> **DOCUMENT PASSAGE**
■ ■ ■ ■ ■

A Religion without a Church
Reading Ronald Dworkin’s extended takedown of therapy culture on the Quillette site, one cannot help but conclude that this culture is nothing other than a religion without a church. It is a simulacre of a religion, offering good feeling and packaged virtue, designed for those who have rejected organized religion, what with its ceremonies and rituals, its services and liturgies, its ministers and prayers.
Considering that my blog and my Substack have been dedicated to undermining therapy culture, I am more than happy to read Dworkin’s analysis.
Dworkin calls it a caring industry. Or else, we might call it the caring industrial complex. It promises to cure all that ails us by giving us transfusions of self-esteem. Feel better about yourself, it promises, and you will become a world beater. If you are a student your grades will magically levitate. If you are in business, your salary and bonus will magically inflate.
Dworkin argues, persuasively, that people who have no self-esteem are not going to gain self-esteem from therapy. Those who have it to begin with might well have it enhanced by finding an effective cheerleader, but you cannot manufacture something from nothing. And that includes self-esteem.
The caring industry’s wellness and positivity products cannot provide self-esteem to those who do not already have it.
How pervasive is this religion without a church? We are producing more and more psychological healers, most often social workers:
On the contrary, the number of caring professionals grows each year. The number of social workers, who deliver most of the psychotherapy in the US, rose from 680,000 in 2016 to 708,000 in 2021, with another nine percent increase expected by 2030.
With social breakdown, people need other people to talk to about their everyday problems, and caring professionals fill this void. What has ended is any pretence that the problem of everyday unhappiness is evolving, that talking cures—including self-help and psychotherapy—are advancing, and that new circles are spiralling upwards, solving old problems, creating new ones, and solving those too.

■ ■ ■ ■ ■

> **TASK INSTRUCTIONS**
a: According to the post on therapy culture, what features of organized religion have its adherents rejected? List every one the text names.
b: Answer these questions from the post on therapy culture:
(i) What name does Dworkin give to therapy culture?
(ii) How many social workers were there in the US in 2021?
(iii) What further increase in their number is expected by 2030?
Answer from the text alone.

■ ■ ■ ■ ■

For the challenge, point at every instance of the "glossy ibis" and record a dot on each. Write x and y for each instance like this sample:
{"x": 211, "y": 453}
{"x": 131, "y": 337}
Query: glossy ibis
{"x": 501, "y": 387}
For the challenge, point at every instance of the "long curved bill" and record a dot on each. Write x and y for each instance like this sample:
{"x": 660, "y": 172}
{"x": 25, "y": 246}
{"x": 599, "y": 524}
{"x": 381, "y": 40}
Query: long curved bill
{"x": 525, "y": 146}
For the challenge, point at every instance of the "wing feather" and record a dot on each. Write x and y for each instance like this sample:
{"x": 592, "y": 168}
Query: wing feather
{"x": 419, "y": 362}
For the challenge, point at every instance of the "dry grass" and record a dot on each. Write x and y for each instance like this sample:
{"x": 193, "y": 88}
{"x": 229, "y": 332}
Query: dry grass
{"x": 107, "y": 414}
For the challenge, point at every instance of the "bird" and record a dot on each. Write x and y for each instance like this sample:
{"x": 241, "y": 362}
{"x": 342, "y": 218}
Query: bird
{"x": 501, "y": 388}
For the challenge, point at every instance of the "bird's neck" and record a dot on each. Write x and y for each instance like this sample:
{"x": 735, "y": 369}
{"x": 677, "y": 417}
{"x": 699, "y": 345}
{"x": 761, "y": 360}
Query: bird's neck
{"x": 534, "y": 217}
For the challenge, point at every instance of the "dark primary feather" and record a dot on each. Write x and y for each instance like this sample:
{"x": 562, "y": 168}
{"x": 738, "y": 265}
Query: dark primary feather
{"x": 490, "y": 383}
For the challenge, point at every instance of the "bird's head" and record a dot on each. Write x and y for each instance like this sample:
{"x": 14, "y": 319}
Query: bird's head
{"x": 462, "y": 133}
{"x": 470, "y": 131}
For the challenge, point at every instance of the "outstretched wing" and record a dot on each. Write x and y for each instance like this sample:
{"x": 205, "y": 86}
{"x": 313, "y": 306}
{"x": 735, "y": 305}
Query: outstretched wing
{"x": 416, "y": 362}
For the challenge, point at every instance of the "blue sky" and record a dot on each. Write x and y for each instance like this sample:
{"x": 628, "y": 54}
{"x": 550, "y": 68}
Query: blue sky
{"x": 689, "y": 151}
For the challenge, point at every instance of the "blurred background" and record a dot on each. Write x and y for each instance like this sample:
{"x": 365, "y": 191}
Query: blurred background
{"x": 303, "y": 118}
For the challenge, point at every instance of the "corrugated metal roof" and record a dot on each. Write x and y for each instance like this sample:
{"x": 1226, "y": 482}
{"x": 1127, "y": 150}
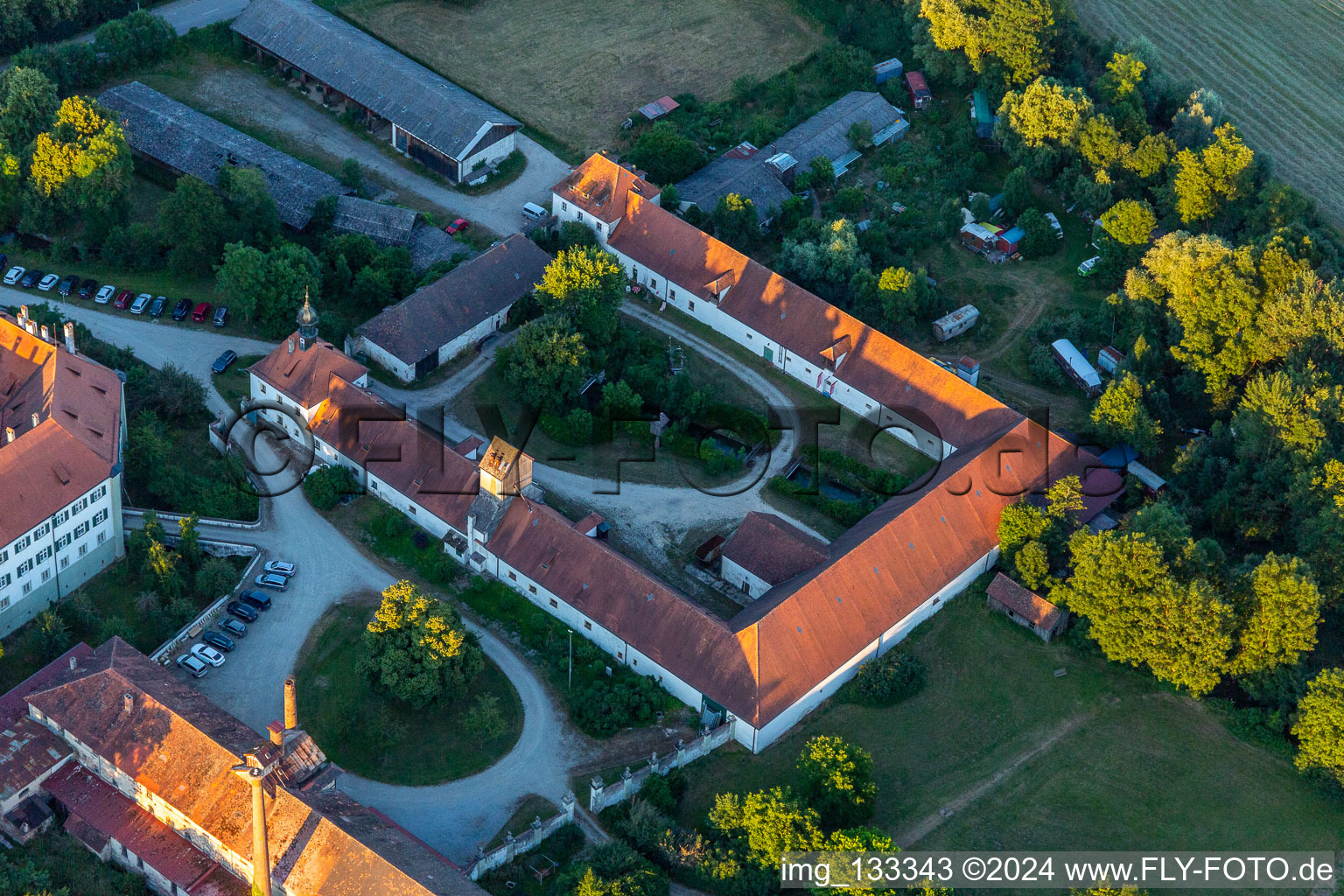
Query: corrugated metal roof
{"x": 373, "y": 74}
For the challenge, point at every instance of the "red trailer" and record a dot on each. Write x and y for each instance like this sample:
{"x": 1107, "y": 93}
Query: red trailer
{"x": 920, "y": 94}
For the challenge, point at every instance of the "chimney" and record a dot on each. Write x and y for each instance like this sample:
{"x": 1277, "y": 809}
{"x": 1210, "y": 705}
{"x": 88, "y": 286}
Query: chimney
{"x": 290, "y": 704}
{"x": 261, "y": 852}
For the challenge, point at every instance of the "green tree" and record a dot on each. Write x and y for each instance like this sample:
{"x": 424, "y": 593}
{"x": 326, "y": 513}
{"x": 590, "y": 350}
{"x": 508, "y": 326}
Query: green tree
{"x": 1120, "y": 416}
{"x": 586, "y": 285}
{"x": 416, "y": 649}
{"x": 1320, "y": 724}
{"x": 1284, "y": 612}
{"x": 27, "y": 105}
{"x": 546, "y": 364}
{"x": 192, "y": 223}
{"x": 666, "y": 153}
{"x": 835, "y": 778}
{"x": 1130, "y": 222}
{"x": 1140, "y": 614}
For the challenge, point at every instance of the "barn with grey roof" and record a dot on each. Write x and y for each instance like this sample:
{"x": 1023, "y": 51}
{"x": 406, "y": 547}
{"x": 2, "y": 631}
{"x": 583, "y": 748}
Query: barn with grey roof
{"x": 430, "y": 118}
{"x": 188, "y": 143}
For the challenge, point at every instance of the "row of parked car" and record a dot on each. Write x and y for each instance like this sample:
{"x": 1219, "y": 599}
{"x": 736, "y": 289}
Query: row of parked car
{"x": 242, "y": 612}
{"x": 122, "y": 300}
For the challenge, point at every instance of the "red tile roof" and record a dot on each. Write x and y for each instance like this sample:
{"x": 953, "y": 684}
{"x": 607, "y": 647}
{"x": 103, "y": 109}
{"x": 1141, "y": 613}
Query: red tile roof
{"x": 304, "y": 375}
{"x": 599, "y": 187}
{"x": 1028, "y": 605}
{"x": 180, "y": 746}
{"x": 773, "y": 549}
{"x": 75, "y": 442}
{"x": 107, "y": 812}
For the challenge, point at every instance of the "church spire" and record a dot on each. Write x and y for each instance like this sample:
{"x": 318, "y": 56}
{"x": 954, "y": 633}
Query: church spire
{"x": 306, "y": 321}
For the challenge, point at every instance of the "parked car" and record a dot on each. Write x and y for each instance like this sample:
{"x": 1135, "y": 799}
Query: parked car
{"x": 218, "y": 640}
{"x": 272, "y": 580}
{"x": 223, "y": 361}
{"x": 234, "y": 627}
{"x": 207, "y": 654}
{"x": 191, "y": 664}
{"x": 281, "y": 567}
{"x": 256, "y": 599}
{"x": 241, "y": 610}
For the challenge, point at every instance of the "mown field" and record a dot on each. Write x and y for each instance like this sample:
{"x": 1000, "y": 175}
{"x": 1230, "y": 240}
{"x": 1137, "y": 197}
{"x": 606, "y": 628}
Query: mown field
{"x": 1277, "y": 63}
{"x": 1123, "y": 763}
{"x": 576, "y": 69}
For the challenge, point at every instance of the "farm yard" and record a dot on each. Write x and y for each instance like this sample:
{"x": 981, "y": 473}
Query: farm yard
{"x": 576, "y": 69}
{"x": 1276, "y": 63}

■ ■ ■ ■ ■

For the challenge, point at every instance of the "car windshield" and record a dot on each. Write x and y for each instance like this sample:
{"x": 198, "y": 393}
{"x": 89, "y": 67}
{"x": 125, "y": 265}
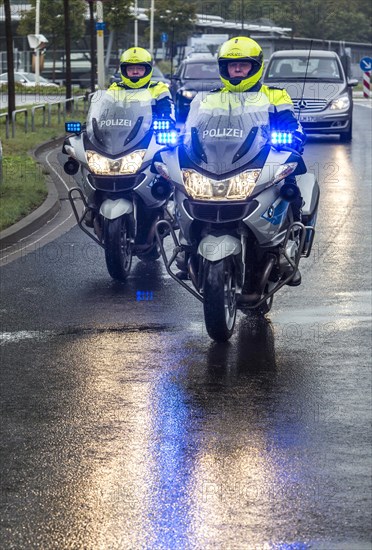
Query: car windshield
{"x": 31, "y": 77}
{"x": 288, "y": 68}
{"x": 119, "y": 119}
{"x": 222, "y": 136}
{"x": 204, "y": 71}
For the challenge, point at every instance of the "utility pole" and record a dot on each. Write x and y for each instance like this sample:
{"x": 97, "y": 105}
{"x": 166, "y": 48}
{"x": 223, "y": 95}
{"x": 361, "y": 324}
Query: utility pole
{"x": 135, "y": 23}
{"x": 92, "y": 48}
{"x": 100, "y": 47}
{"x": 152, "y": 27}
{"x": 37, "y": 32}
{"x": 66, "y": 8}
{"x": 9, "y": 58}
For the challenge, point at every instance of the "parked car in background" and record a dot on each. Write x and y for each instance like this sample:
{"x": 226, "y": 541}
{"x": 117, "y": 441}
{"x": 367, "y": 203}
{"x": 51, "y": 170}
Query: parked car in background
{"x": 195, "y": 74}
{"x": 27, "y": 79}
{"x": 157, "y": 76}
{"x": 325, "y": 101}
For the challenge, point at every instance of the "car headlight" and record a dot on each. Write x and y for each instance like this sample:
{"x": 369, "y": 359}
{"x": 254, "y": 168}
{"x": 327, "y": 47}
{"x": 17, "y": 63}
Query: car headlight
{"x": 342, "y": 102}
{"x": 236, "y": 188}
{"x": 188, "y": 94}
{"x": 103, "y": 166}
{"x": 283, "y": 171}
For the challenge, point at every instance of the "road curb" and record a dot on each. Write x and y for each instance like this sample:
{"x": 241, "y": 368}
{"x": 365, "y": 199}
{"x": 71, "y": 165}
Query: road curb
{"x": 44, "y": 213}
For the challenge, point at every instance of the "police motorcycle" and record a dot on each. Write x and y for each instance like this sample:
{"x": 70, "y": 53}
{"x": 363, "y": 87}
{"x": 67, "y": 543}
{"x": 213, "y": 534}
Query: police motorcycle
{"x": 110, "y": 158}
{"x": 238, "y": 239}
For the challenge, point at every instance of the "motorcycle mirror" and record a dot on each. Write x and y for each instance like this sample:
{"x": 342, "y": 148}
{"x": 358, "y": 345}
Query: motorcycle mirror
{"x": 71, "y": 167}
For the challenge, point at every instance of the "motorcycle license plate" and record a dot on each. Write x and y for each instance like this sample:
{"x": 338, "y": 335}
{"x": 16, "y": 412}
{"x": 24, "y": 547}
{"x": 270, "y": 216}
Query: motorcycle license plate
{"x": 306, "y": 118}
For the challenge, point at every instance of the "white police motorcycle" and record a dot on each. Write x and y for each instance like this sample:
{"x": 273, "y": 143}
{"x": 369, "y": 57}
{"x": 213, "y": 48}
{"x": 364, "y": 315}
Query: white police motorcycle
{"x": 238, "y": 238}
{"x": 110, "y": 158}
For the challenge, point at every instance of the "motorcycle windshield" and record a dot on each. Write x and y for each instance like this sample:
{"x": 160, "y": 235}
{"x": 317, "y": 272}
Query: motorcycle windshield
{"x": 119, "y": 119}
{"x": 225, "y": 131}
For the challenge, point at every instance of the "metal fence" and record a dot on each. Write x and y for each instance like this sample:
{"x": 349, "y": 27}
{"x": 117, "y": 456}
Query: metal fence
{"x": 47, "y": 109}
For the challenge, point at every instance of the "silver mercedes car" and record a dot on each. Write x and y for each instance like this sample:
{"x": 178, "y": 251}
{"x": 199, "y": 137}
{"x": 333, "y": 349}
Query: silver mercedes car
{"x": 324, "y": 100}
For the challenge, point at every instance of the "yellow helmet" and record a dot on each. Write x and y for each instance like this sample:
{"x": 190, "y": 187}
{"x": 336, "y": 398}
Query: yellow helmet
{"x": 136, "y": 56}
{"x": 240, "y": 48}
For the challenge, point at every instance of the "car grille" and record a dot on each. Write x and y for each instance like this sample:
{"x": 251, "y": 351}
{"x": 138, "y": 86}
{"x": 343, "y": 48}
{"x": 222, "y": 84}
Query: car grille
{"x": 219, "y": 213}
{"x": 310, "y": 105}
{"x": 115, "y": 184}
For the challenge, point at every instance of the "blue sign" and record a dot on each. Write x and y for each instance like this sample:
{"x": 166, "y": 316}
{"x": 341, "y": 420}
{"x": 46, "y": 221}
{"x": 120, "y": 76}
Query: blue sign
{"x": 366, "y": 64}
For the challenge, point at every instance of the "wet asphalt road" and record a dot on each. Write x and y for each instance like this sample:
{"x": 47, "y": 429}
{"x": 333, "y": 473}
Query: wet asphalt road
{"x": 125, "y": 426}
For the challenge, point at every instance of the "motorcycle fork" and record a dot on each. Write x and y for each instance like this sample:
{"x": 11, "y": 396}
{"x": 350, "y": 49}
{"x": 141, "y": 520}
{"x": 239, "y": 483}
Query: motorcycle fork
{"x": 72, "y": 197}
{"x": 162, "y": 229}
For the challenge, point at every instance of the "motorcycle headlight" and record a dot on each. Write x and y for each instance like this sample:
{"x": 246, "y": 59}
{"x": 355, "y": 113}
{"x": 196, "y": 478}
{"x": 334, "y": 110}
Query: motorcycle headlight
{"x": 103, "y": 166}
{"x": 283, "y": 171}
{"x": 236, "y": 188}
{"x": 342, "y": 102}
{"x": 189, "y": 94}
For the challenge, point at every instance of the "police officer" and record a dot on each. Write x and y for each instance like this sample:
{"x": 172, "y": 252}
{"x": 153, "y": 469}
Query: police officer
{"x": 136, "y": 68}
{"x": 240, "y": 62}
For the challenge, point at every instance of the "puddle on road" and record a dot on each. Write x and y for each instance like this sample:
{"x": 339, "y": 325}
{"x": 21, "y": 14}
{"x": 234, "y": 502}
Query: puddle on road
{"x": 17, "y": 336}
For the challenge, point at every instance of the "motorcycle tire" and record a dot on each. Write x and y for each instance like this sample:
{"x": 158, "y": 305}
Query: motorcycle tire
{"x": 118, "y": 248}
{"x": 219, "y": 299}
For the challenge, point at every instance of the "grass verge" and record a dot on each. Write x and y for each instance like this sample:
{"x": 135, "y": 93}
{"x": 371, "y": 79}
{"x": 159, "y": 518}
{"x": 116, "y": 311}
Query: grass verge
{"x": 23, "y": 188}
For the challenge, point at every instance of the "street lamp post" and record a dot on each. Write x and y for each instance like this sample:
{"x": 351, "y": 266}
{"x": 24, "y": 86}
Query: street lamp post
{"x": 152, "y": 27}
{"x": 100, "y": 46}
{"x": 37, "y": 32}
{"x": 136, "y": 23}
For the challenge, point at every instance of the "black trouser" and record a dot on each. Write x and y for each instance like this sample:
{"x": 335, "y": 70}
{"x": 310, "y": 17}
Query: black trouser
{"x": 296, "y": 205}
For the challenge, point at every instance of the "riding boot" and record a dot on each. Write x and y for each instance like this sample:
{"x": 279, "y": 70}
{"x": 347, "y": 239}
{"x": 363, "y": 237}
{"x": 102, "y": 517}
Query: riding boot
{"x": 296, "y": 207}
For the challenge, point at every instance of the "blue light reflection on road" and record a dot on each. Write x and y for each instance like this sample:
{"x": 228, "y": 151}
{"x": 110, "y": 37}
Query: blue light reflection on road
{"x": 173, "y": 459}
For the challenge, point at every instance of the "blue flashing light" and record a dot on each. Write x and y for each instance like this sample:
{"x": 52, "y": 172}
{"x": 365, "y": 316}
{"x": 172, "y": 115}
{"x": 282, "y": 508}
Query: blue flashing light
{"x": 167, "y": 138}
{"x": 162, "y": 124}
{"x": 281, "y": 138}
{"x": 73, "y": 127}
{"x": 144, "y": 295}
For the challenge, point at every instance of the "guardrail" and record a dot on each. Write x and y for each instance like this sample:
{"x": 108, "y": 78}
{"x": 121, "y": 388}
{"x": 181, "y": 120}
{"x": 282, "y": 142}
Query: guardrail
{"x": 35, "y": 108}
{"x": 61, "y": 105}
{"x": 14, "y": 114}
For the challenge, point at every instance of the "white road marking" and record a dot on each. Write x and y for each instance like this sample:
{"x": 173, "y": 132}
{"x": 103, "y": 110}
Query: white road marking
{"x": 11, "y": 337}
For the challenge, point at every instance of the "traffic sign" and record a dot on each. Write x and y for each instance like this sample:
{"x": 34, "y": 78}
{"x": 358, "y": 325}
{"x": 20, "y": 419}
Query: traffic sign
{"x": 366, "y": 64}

■ ■ ■ ■ ■

> **OUTPUTS FOR THE TASKS**
a: ceremonies, rituals, services, liturgies, ministers, prayers

b:
(i) A caring industry
(ii) 708,000
(iii) Another nine percent